### The data

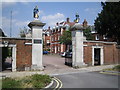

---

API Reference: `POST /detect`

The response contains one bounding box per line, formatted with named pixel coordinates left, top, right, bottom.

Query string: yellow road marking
left=54, top=77, right=63, bottom=89
left=52, top=77, right=59, bottom=89
left=100, top=72, right=120, bottom=75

######

**What this task involves**
Set down nothing but the lines from the one containing "The response contains" through the end of the entries above, exactly as written, both ends counted.

**Written response**
The response contains one bounding box per line, formatted with named pixel coordinates left, top, right, bottom.

Query string: yellow road marking
left=54, top=77, right=63, bottom=89
left=52, top=77, right=59, bottom=89
left=100, top=72, right=120, bottom=75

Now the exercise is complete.